REQUIREMENT:
Return all of the entries, keeping every word and mark as it is.

INPUT DATA:

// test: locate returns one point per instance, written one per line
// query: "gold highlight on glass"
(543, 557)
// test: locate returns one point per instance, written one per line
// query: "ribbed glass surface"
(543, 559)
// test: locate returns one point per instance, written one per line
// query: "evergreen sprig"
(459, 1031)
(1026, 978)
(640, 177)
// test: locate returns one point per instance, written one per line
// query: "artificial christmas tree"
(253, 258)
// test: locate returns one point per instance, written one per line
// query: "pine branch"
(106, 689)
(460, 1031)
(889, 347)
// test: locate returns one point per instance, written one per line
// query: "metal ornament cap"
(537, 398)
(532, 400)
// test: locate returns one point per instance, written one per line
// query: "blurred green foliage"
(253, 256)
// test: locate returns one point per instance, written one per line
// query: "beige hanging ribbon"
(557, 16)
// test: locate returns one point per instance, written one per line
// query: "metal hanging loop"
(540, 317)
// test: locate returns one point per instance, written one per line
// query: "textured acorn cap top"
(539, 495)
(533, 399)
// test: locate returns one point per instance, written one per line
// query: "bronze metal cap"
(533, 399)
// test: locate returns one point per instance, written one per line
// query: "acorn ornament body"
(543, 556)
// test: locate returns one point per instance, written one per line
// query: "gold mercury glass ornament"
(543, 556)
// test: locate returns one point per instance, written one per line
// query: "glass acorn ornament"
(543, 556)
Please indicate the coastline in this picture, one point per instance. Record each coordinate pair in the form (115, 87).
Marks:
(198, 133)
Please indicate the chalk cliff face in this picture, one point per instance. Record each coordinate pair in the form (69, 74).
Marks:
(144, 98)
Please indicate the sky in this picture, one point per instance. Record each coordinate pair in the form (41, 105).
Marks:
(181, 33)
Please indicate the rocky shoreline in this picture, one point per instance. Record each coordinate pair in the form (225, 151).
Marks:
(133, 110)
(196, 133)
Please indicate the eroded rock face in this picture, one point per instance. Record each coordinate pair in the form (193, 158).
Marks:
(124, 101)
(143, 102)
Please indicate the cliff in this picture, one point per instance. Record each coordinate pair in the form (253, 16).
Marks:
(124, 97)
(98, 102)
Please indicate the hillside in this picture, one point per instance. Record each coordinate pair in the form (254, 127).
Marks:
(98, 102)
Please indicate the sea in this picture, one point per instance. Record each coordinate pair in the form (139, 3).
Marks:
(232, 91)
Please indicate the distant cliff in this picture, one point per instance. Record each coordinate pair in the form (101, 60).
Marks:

TASK SOLUTION:
// test: locate returns one point per instance, written one per line
// query: "gold highlight on glass"
(543, 557)
// test: locate returns one point per instance, written one per line
// query: "ribbed glass surface"
(543, 559)
// test: locate returns one point per instance, written one per line
// query: "evergreen sprig"
(459, 1031)
(1026, 978)
(640, 177)
// test: locate returns one point per instance, written one per line
// query: "artificial christmas tree"
(253, 258)
// test: locate returns one point per instance, written one per line
// query: "pine branch"
(106, 689)
(460, 1031)
(889, 347)
// test: locate returns one point per instance, written one per line
// query: "metal ornament cap"
(537, 398)
(532, 400)
// test: locate returns one point per instance, written one per line
// query: "blurred green foliage"
(253, 256)
// test: locate returns one point per instance, written one per line
// query: "beige hanging ribbon"
(557, 16)
// test: locate returns one point per instance, written one per line
// query: "metal hanging loop"
(540, 317)
// test: locate returns one point per instance, written one per line
// query: "textured acorn cap top"
(539, 495)
(533, 399)
// test: locate returns one point per instance, written one per line
// query: "bronze metal cap"
(533, 399)
// test: locate returns one point per instance, written one per line
// query: "acorn ornament body"
(543, 556)
// test: locate returns one point per instance, written one per line
// query: "gold mercury glass ornament"
(543, 556)
// test: locate returns one point per instance, written one per line
// query: "glass acorn ornament"
(543, 556)
Please indicate the coastline in this picture, one point per instance. Record each coordinate pair in the form (115, 87).
Marks:
(198, 133)
Please indicate the chalk cliff face in this picture, one point per instance. Record each coordinate pair in the form (69, 74).
Marks:
(144, 98)
Please indicate the sky in this picture, one point per instance. Record each coordinate pair in the form (41, 105).
Marks:
(181, 33)
Please indicate the rocky shoreline in this picture, one point per instance. Record each coordinate pair in the form (225, 151).
Marks:
(133, 110)
(196, 133)
Please indicate the eroded rock face in this picture, one point per instance. Record each coordinate pair in the form (193, 158).
Marks:
(124, 101)
(143, 102)
Please indicate the cliff in this picture, one point per instance. Record each coordinate pair in the form (253, 16).
Marks:
(124, 97)
(98, 102)
Please indicate the hillside in this picture, one point per instance. Record each coordinate pair in the form (254, 127).
Marks:
(98, 102)
Please indicate the sea in this picture, one point per instance. Record each coordinate pair in the form (139, 3).
Marks:
(232, 91)
Please indicate the distant cliff in this picture, one point per instance. Record each coordinate pair in the form (101, 60).
Marks:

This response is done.